**What the task asks**
Pull out each line of the records below that contains the word "jacket", and copy those lines unchanged.

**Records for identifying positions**
--- --- ---

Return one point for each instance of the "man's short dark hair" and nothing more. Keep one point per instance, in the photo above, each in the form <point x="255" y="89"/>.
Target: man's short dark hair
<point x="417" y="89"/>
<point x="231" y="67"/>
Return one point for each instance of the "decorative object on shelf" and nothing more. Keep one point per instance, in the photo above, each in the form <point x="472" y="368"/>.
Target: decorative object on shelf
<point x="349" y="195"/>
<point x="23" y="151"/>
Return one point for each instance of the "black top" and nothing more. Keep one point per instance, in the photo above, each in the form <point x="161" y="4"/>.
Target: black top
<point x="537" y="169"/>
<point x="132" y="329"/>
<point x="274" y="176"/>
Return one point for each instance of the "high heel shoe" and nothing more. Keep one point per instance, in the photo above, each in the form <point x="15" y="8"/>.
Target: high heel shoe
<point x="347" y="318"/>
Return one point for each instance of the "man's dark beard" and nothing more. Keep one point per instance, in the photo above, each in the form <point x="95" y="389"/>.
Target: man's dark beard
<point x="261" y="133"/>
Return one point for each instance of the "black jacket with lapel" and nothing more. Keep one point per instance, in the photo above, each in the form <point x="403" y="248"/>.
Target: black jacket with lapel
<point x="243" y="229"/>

--- --- ---

**Solution for this exercise**
Return one point for each instance of the "black jacket with lapel" and nothing more. Keep one point per instance, in the photo above, each in the form <point x="403" y="248"/>.
Target: black jacket with lapel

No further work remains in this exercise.